Entries in a dataset:
## Start
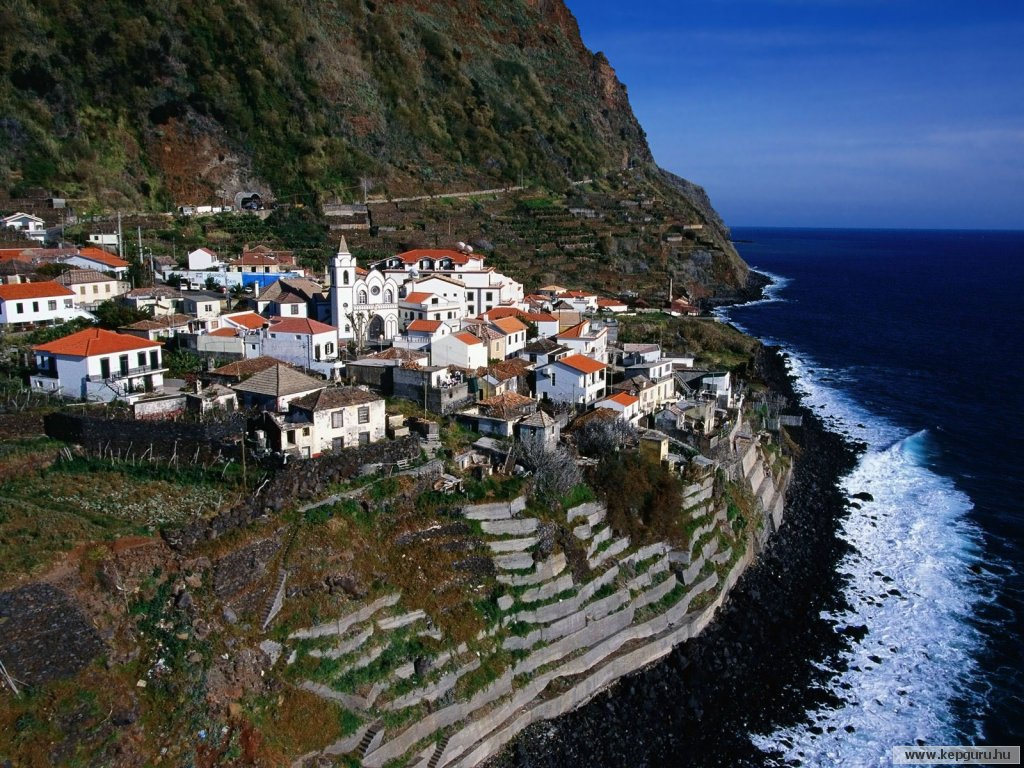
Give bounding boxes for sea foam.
[753,349,984,766]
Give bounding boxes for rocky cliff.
[0,0,748,295]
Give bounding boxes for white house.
[490,317,526,357]
[232,360,326,413]
[596,392,640,424]
[56,269,131,309]
[330,238,401,346]
[430,331,487,370]
[227,246,303,274]
[188,248,223,270]
[398,291,466,331]
[555,321,608,362]
[244,317,344,379]
[0,213,46,243]
[279,387,386,458]
[0,281,79,326]
[394,319,452,349]
[30,328,167,402]
[181,291,223,321]
[537,354,607,406]
[62,247,129,280]
[555,291,597,312]
[375,244,523,315]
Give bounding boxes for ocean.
[503,227,1024,768]
[725,228,1024,766]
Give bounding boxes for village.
[0,231,742,484]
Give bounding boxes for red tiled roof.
[398,248,475,264]
[480,306,526,321]
[402,291,433,304]
[33,328,161,357]
[71,247,128,269]
[220,312,266,331]
[490,317,526,334]
[406,319,441,334]
[0,280,75,301]
[558,354,607,374]
[270,317,338,335]
[0,253,32,263]
[558,321,590,339]
[605,392,640,408]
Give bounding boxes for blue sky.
[567,0,1024,229]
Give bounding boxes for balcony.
[85,366,167,383]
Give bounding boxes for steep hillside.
[0,0,746,293]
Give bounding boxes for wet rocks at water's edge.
[494,351,855,768]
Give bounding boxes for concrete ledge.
[309,625,374,658]
[377,610,427,632]
[288,593,400,640]
[487,536,538,562]
[480,517,540,536]
[495,553,534,570]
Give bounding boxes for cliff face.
[0,0,650,203]
[0,0,745,294]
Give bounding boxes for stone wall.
[43,413,245,461]
[161,436,420,550]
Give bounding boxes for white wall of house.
[303,399,386,456]
[430,332,487,369]
[557,328,608,362]
[537,361,606,404]
[0,293,84,325]
[30,346,164,402]
[244,328,343,379]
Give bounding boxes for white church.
[330,238,523,346]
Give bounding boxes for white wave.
[713,266,793,325]
[755,366,995,766]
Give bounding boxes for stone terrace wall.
[43,413,245,461]
[162,435,420,550]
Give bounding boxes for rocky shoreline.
[492,348,856,768]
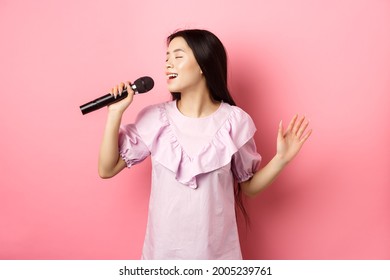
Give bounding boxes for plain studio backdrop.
[0,0,390,259]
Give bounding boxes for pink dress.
[119,101,261,260]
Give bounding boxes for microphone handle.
[80,85,136,115]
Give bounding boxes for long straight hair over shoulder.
[167,29,249,225]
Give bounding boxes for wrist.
[272,153,290,169]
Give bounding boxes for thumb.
[278,121,283,140]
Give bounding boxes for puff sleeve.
[118,105,161,167]
[232,138,261,183]
[118,124,150,168]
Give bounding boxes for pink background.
[0,0,390,259]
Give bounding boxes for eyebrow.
[167,49,184,55]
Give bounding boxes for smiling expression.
[166,37,205,93]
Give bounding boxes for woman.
[99,30,311,259]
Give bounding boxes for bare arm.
[98,82,134,178]
[241,115,312,197]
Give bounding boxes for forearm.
[98,111,122,178]
[241,155,287,197]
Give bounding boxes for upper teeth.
[168,73,177,78]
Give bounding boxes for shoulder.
[225,103,254,126]
[223,104,257,147]
[136,101,172,123]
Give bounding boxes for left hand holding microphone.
[108,81,134,113]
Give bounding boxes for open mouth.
[167,73,177,80]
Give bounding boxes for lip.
[165,72,178,81]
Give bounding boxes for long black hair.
[167,29,249,224]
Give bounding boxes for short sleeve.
[232,138,261,183]
[118,124,150,167]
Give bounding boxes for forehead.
[167,37,190,54]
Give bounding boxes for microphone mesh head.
[134,76,154,93]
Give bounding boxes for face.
[166,37,204,94]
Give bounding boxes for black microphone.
[80,76,154,115]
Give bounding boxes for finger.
[113,86,118,98]
[297,120,309,138]
[297,121,309,139]
[284,115,298,135]
[278,121,283,139]
[293,116,305,135]
[300,129,313,144]
[118,83,125,95]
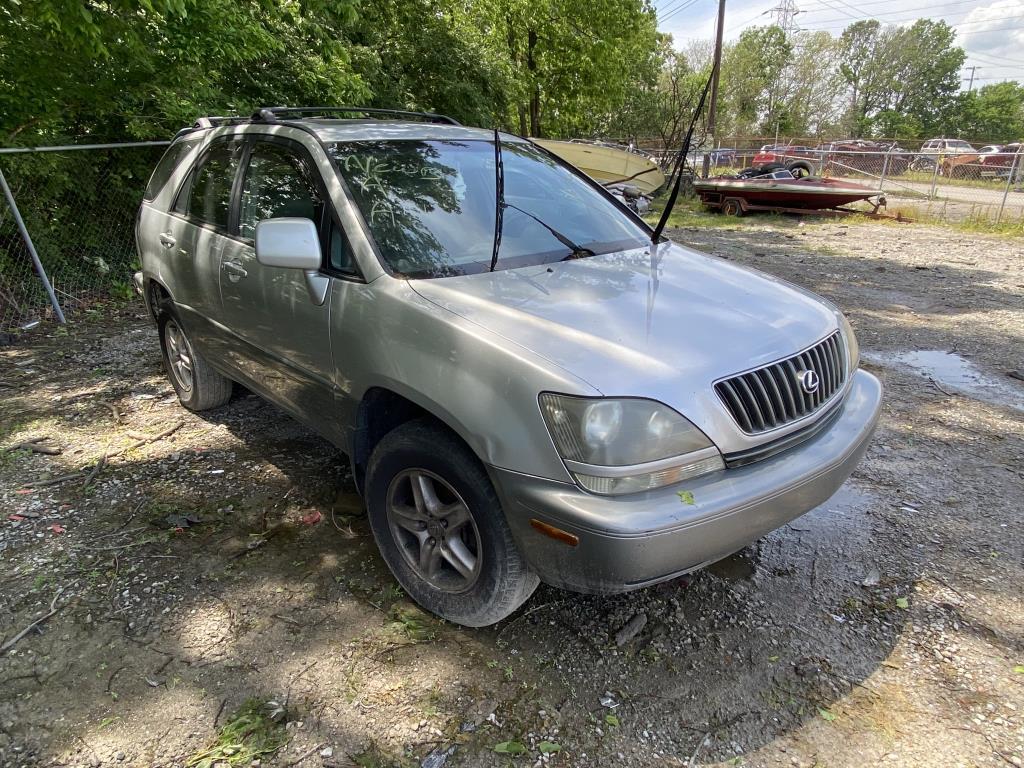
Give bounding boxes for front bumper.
[490,371,882,594]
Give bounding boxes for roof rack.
[174,106,462,138]
[249,106,462,125]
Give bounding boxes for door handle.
[221,261,249,280]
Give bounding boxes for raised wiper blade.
[489,128,505,272]
[505,203,594,261]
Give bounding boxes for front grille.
[715,332,847,434]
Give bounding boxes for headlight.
[837,312,860,374]
[541,392,725,495]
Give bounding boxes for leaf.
[495,741,526,755]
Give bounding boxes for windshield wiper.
[490,128,594,272]
[490,128,505,271]
[504,203,594,261]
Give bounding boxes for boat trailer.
[697,189,910,222]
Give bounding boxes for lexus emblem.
[798,371,821,394]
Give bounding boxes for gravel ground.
[0,218,1024,768]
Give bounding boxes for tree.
[840,18,966,135]
[781,32,845,136]
[946,81,1024,142]
[489,0,657,136]
[716,26,793,134]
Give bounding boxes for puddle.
[863,349,1024,411]
[707,482,876,583]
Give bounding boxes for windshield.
[329,140,649,278]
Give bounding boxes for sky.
[652,0,1024,88]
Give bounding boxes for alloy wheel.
[164,321,193,392]
[387,469,482,593]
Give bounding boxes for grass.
[644,191,1024,238]
[185,698,288,768]
[868,205,1024,238]
[905,171,1007,189]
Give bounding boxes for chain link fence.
[636,136,1024,227]
[0,137,1024,333]
[0,141,168,333]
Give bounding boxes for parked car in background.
[920,138,978,156]
[708,146,736,168]
[978,141,1024,180]
[135,108,882,627]
[939,142,1021,179]
[817,138,913,176]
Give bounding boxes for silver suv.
[136,109,882,626]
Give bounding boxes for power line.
[965,51,1024,66]
[810,9,1022,27]
[726,8,772,32]
[657,0,700,24]
[804,0,978,16]
[804,14,1024,32]
[654,0,686,18]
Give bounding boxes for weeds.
[185,698,288,768]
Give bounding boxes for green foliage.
[185,698,288,768]
[722,26,793,134]
[839,18,967,136]
[949,81,1024,142]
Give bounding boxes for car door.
[167,136,245,354]
[220,138,336,437]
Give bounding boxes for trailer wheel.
[722,198,743,217]
[786,160,814,178]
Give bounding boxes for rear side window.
[142,138,202,201]
[174,141,242,230]
[239,141,324,239]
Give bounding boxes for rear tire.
[366,419,540,627]
[786,160,814,178]
[722,198,743,218]
[157,299,232,411]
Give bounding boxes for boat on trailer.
[693,170,886,216]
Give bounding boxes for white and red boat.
[693,170,885,216]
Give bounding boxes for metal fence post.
[879,146,893,189]
[928,153,942,200]
[995,145,1024,226]
[0,169,67,324]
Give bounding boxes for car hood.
[411,244,838,413]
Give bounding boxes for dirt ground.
[0,218,1024,768]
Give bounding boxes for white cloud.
[956,0,1024,66]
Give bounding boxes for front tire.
[157,299,232,411]
[366,419,540,627]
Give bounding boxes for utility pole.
[768,0,800,40]
[700,0,725,178]
[967,67,978,93]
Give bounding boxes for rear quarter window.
[142,138,201,201]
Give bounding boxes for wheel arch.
[142,275,171,321]
[350,385,489,494]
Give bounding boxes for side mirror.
[256,218,323,269]
[256,218,331,306]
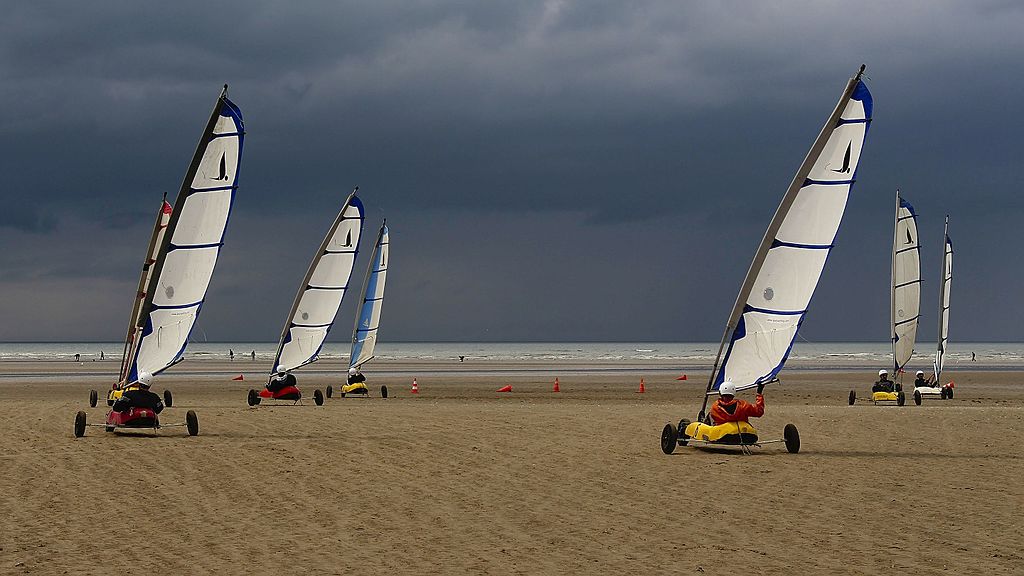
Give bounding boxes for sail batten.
[119,87,245,386]
[348,221,390,368]
[272,187,365,370]
[889,190,921,374]
[701,67,872,399]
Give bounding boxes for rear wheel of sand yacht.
[676,418,690,446]
[782,424,800,454]
[662,422,679,454]
[75,405,87,438]
[185,410,199,436]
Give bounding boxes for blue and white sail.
[708,67,871,393]
[272,187,364,370]
[348,220,390,368]
[121,86,245,384]
[889,191,921,374]
[934,216,953,382]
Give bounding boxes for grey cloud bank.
[0,2,1024,343]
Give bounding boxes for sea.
[0,342,1024,370]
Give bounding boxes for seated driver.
[871,370,896,393]
[711,381,765,425]
[266,366,296,393]
[913,370,939,388]
[113,372,164,414]
[348,366,367,384]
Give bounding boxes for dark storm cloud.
[0,1,1024,340]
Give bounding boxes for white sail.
[890,191,921,373]
[122,86,244,384]
[934,216,953,382]
[272,188,364,370]
[708,67,871,393]
[348,221,389,368]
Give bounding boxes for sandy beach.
[0,361,1024,575]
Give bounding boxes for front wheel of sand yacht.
[75,410,86,438]
[662,422,679,454]
[782,424,800,454]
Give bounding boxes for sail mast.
[889,189,899,373]
[698,65,865,419]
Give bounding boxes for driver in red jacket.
[711,381,765,425]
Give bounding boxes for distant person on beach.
[913,370,936,388]
[871,370,896,393]
[112,372,164,414]
[710,381,765,425]
[348,366,367,384]
[266,366,296,393]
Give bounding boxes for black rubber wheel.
[676,418,690,446]
[782,424,800,454]
[75,409,86,438]
[185,410,199,436]
[662,422,679,454]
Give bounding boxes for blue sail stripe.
[800,178,856,188]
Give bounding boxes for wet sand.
[0,361,1024,575]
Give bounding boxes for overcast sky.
[0,0,1024,343]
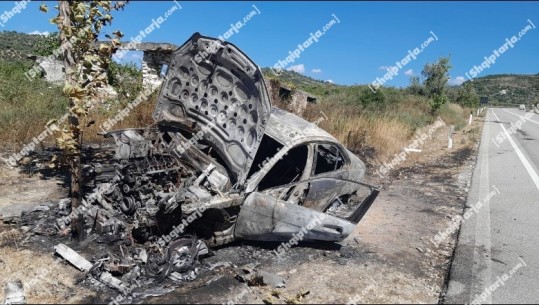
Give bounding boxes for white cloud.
[28,31,49,36]
[286,64,305,73]
[448,76,466,86]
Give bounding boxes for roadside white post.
[447,125,455,148]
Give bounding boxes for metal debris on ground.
[4,281,26,305]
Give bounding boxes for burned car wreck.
[53,33,378,290]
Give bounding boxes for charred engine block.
[81,129,228,241]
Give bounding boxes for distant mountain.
[0,31,47,61]
[468,74,539,105]
[262,68,349,96]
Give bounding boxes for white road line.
[492,110,539,190]
[502,109,539,125]
[470,113,492,304]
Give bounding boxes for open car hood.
[153,33,271,185]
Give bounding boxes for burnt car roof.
[266,107,339,146]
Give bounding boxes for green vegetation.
[421,57,451,113]
[466,74,539,105]
[0,32,539,161]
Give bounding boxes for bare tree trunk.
[58,1,85,240]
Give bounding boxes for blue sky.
[0,1,539,86]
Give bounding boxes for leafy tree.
[406,76,426,95]
[421,57,451,113]
[35,32,60,56]
[359,88,385,108]
[40,1,127,239]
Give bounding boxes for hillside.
[0,31,48,61]
[472,74,539,105]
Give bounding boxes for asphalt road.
[444,108,539,304]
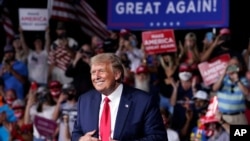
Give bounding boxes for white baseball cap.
[193,90,209,100]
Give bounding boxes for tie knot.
[104,97,110,103]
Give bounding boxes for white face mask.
[179,72,192,81]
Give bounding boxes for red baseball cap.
[179,63,192,72]
[136,65,148,74]
[220,28,231,35]
[119,29,130,36]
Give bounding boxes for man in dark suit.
[72,53,168,141]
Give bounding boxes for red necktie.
[100,97,111,141]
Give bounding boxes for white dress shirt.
[99,84,123,138]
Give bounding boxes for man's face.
[91,63,120,95]
[135,73,150,92]
[56,29,66,36]
[13,39,22,49]
[5,90,16,105]
[194,98,206,109]
[4,52,14,60]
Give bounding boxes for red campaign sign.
[198,54,230,86]
[142,30,177,54]
[34,116,57,137]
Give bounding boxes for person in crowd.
[212,57,249,125]
[119,53,135,86]
[192,90,210,128]
[65,45,93,97]
[0,45,28,99]
[179,32,200,66]
[24,86,57,141]
[134,64,159,102]
[190,118,208,141]
[201,28,247,70]
[203,114,230,141]
[116,35,144,73]
[134,65,150,92]
[156,53,179,114]
[20,27,50,86]
[170,64,200,140]
[4,89,17,108]
[11,32,29,64]
[48,80,63,103]
[53,84,77,141]
[242,38,250,71]
[201,32,215,56]
[10,99,33,141]
[160,108,180,141]
[48,35,75,84]
[0,110,11,141]
[0,87,17,141]
[51,21,78,50]
[72,53,168,141]
[90,35,103,54]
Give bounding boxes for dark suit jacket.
[72,85,168,141]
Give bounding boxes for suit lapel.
[90,92,101,138]
[114,85,132,139]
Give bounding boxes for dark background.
[0,0,250,56]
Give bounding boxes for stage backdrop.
[107,0,229,30]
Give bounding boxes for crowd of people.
[0,22,250,141]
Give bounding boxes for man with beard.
[0,45,28,99]
[53,84,77,141]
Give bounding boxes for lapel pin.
[125,104,128,108]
## End
→ Task brief: Rewrite the entries from their beginning through the line containing "[0,0,748,295]" as a JSON list of strings, one string per line. Omit blank lines and leave out the pictures.

→ Result:
[
  "Give bounding boxes for sea foam.",
  "[753,349,984,766]",
  "Give bounding boxes for rocky cliff.",
  "[0,0,748,295]"
]